### THINGS TO DO
1. In the reading-year post, how many books received the writer's top rating of five stars this year?
2. Pick up the reading-year post right after its final sentence and keep writing in the same voice.

>> start GIVEN TEXT

Ya’ll I didn’t make it to 100 books this year.
I wanted to! I really wanted to and I got soooo close, but reading is something I can’t force. I’m either reading or I’m not and if I don’t want to read there’s nothing to be done for it but for me to wait it out. As we speak, I’m picking my way through James Herriot’s “All Creatures Great and Small” which was on-sale at Amazon and that I read in my younger years so I might make 93 if I really go at it, but I probably won’t so you (and I) will have to be satisfied with 92 books.
My read list is sort of like a time capsule. It’s me, in a nutshell. I watch my interests ebb and flow. I watch the clusters of books that I read when a subject has interested me. I like looking back to see what books are memorable and which I hardly remember at all.
This year, 20 books received my top ranking of five starts which means I really loved the book and will recommend it to everyone who will listen to me talk about it. In going over the list, I’ve found that I’ve whittled it down to five books that I loved and found memorable as I reflect back.
The Last Survivors series by Susan Pfeffer, but with the caveat that I wouldn’t read the fourth (and currently last) book in the series. It’s a disappointing finale and really doesn’t add anything to the story. I re-read this series this year (and added “The Shade of the Moon”) and while the first three books really stand up, the last book just feels like Pfeffer was ready to be done with the whole damn thing.
5. “Finding Audrey” by Sophie Kinsella
I’m not sure what I expected when I picked up this book. The fun thing about my reading this year is that my list was comprised up of “best of” lists and while I gave a quick glace at the synopsis to see if I’d be interested, I went into most of these books totally blind. That meant that I got a lot of “duds” this year. More than usual. But, I wouldn’t have picked a Kinsella title on my own (because I over-read Chick Lit in 2003 and don’t really want to read it anymore). But, this wasn’t Chick Lit. Not really. It was the deeply relateable tale of Audrey, trying to navigate through life as a depressed, anxious, agoraphobic teen. It was a nice cross section, not only of an person like Audrey, but the toll that person takes on those around her.

>> end GIVEN TEXT
>> start DATASET

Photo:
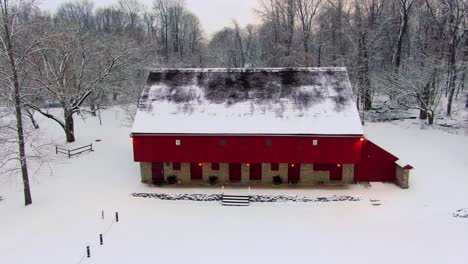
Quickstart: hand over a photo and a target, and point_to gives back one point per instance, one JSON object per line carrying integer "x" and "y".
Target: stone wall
{"x": 402, "y": 177}
{"x": 222, "y": 173}
{"x": 307, "y": 173}
{"x": 183, "y": 174}
{"x": 322, "y": 176}
{"x": 145, "y": 170}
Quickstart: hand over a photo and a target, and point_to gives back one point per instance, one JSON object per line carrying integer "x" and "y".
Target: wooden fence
{"x": 72, "y": 152}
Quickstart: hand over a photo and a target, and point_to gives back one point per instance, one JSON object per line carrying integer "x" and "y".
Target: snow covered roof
{"x": 292, "y": 101}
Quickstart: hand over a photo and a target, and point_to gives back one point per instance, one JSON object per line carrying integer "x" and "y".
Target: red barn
{"x": 255, "y": 126}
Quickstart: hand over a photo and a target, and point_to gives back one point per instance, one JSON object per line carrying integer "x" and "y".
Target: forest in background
{"x": 400, "y": 54}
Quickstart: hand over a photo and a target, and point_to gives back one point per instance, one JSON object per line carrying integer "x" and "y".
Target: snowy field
{"x": 410, "y": 226}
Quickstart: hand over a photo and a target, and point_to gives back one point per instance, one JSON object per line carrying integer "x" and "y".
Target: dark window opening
{"x": 274, "y": 167}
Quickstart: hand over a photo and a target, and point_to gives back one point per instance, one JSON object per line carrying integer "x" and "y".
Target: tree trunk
{"x": 69, "y": 126}
{"x": 31, "y": 117}
{"x": 452, "y": 79}
{"x": 17, "y": 103}
{"x": 430, "y": 117}
{"x": 397, "y": 55}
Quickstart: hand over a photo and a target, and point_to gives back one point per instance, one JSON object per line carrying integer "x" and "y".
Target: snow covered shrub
{"x": 213, "y": 180}
{"x": 277, "y": 180}
{"x": 172, "y": 179}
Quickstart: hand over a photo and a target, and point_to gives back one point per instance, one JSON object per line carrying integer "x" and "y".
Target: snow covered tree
{"x": 72, "y": 65}
{"x": 17, "y": 45}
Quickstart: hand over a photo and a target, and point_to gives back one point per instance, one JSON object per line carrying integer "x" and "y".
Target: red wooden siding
{"x": 196, "y": 172}
{"x": 255, "y": 171}
{"x": 157, "y": 171}
{"x": 336, "y": 170}
{"x": 248, "y": 149}
{"x": 234, "y": 172}
{"x": 294, "y": 172}
{"x": 376, "y": 165}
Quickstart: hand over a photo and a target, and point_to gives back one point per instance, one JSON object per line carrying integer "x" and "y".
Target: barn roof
{"x": 293, "y": 101}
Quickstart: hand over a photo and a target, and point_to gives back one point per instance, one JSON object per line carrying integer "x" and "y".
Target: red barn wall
{"x": 252, "y": 149}
{"x": 377, "y": 165}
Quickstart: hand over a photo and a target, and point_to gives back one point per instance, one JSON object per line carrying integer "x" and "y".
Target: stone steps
{"x": 235, "y": 200}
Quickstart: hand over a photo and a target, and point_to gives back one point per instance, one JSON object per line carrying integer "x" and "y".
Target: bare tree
{"x": 16, "y": 46}
{"x": 405, "y": 9}
{"x": 307, "y": 9}
{"x": 72, "y": 66}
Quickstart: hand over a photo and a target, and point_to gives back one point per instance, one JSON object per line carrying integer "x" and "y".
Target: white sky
{"x": 213, "y": 14}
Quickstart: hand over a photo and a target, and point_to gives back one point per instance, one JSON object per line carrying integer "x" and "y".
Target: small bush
{"x": 277, "y": 180}
{"x": 172, "y": 179}
{"x": 213, "y": 180}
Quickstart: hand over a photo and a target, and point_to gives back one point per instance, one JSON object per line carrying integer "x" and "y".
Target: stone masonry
{"x": 307, "y": 174}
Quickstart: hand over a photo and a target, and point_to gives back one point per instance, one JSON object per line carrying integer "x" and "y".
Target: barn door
{"x": 196, "y": 172}
{"x": 157, "y": 170}
{"x": 294, "y": 172}
{"x": 234, "y": 172}
{"x": 255, "y": 171}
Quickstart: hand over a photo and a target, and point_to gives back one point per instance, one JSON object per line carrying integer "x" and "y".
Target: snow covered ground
{"x": 410, "y": 226}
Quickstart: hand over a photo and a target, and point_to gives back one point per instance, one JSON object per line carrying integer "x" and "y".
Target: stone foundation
{"x": 145, "y": 170}
{"x": 307, "y": 174}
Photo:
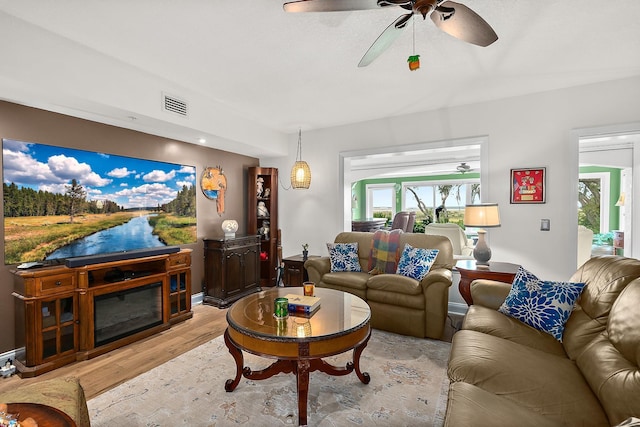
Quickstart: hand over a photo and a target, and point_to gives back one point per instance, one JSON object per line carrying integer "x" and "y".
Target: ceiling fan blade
{"x": 463, "y": 23}
{"x": 329, "y": 5}
{"x": 384, "y": 40}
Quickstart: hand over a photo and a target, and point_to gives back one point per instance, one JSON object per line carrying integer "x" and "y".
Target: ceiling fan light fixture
{"x": 300, "y": 172}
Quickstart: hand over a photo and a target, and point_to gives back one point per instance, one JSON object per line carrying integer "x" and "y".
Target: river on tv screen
{"x": 61, "y": 203}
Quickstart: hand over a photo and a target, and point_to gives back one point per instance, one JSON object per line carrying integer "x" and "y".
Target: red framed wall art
{"x": 528, "y": 185}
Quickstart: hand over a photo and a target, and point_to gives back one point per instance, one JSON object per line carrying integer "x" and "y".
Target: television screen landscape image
{"x": 62, "y": 203}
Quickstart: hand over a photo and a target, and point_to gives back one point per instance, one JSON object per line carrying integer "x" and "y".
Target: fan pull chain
{"x": 414, "y": 60}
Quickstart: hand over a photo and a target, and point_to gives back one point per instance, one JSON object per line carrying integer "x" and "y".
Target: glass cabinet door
{"x": 179, "y": 297}
{"x": 58, "y": 326}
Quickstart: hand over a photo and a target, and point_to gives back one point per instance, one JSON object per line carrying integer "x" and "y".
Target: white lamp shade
{"x": 229, "y": 227}
{"x": 482, "y": 216}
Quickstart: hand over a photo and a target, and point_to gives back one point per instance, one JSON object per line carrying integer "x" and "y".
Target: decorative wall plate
{"x": 214, "y": 184}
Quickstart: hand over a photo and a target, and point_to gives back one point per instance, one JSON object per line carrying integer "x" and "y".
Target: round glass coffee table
{"x": 298, "y": 342}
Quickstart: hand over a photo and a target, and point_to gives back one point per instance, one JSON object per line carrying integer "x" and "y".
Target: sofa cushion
{"x": 611, "y": 362}
{"x": 395, "y": 283}
{"x": 606, "y": 277}
{"x": 468, "y": 405}
{"x": 385, "y": 251}
{"x": 550, "y": 385}
{"x": 542, "y": 304}
{"x": 492, "y": 322}
{"x": 344, "y": 256}
{"x": 352, "y": 279}
{"x": 416, "y": 262}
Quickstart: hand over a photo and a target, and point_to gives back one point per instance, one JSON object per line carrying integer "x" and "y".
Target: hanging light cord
{"x": 413, "y": 22}
{"x": 299, "y": 156}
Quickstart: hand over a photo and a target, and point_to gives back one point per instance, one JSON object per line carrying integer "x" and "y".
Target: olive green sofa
{"x": 505, "y": 373}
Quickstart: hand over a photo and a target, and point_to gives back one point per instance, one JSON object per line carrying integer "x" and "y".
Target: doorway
{"x": 606, "y": 193}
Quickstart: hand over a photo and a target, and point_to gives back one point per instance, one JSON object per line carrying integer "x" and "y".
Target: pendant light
{"x": 300, "y": 172}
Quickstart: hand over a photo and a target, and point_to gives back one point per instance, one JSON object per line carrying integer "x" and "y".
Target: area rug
{"x": 408, "y": 388}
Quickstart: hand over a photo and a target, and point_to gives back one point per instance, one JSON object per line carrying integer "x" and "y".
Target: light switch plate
{"x": 545, "y": 224}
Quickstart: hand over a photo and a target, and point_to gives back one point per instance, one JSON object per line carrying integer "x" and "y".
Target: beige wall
{"x": 32, "y": 125}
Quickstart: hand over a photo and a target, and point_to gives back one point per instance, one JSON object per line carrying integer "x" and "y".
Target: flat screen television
{"x": 61, "y": 203}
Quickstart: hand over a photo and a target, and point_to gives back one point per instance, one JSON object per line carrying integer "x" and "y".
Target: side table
{"x": 469, "y": 271}
{"x": 294, "y": 271}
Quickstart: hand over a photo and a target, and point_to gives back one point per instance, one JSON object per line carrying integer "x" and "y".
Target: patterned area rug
{"x": 408, "y": 388}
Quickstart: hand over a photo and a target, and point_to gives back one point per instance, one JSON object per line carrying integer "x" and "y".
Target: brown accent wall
{"x": 27, "y": 124}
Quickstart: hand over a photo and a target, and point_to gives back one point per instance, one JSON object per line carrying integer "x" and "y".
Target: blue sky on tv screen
{"x": 128, "y": 181}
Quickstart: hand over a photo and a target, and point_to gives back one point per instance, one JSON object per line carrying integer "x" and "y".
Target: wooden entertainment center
{"x": 65, "y": 314}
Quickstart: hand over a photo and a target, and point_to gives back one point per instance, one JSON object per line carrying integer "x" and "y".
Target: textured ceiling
{"x": 287, "y": 71}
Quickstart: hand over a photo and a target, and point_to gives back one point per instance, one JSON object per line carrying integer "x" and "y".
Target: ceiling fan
{"x": 453, "y": 18}
{"x": 463, "y": 167}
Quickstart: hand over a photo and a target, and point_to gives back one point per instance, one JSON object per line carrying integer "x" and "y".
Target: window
{"x": 442, "y": 201}
{"x": 381, "y": 200}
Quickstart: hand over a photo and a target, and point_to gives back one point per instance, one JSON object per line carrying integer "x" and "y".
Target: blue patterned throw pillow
{"x": 344, "y": 257}
{"x": 541, "y": 304}
{"x": 416, "y": 262}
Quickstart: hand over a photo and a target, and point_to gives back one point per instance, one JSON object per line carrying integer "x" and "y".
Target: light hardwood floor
{"x": 104, "y": 372}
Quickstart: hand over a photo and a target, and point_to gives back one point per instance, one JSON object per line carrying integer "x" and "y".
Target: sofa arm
{"x": 489, "y": 293}
{"x": 436, "y": 275}
{"x": 317, "y": 267}
{"x": 435, "y": 287}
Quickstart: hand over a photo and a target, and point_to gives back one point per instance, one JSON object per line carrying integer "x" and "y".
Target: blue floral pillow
{"x": 344, "y": 257}
{"x": 541, "y": 304}
{"x": 416, "y": 262}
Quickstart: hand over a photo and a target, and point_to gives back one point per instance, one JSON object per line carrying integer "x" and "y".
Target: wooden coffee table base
{"x": 308, "y": 359}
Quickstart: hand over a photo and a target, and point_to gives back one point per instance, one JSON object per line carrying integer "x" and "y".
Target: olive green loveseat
{"x": 398, "y": 304}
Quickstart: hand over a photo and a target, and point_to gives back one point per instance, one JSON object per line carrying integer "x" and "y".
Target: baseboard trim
{"x": 196, "y": 299}
{"x": 458, "y": 308}
{"x": 11, "y": 354}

>> end DATASET

### ANSWERS FOR THIS EXERCISE
1. Twenty books received five stars.

2.
Sure, there was a love interest, but he was secondary to Audrey struggling to find herself and learn to live life as an anxious, depressed person.
4. “American War” by Omar El Akkad
This one freaked me out a little bit because it felt almost prophetic. As climate change wrecks havoc on the United States the country finally fractures enough for Civil War. It is the story of Sarat Chestnut, six when the war breaks out, she must make her way through the sort of violence and scarcity we’ve only seen on television or read about happening in other places. An America where there are work camps. An America where one side bombs the other. An America where Americans strap bombs on their bodies and blow up other Americans. It was rich and sweeping and disturbing and haunting and well worth the read.
3. “Far Far Away” by Tom McNeal
I love fairy tales. I went through a phase several years ago when I read as many fairy tale retellings I could get my hands on. I spent a lot of time in the YA section where they appear to be the most popular and slogged through Wicked despite hating it because #retelling. This lovely book isn’t really a retelling, but a lovely new fairy tale all on it’s own. A boy named Jeremy Johnson Johnson lives in a tiny, idyllic town and he has a special friend; the ghost of Jakob Grimm. Jakob knows how special Jeremy is and he has this feeling he has to save Jeremy from something. Jakob isn’t sure what, but he feels like it’s a life of tedious poverty and sets out to make sure Jeremy gets a scholarship and gets the heck out of town, but in true fairy tale form, that’s not the problem.
The book’s opening line is ““What follows is a strange and careful tale of a boy, a girl and a ghost.” I was hooked and I highly recommend this book, not only for adult readers, but for precocious young readers as well.
2. Originals by Adam Grant
I think half of this book is in my Evernote account where I copy highlighted Kindle book passages. This book changed how I talk to my kids. It confirmed ideas I held about myself and my loved ones and even went beyond that to confirm that people who use something other than Internet Explorer just make better employees. Isn’t that crazy?
I’m not a big non-fiction reader, but two non-fiction books made it into my top 20 of the year, but I have to say that this book is still sitting with me every time I talk to my children.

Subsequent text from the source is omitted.